Problem to solve -> Turn the data below into a numbered list with one line per item, leaving out any blank lines.

Input ->
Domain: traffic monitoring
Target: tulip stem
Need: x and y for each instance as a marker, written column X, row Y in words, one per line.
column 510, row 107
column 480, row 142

Solution for this problem ->
1. Domain: traffic monitoring
2. Target: tulip stem
3. Need: x and y for each instance as a marker, written column X, row Y in words, one per line.
4. column 510, row 107
5. column 480, row 142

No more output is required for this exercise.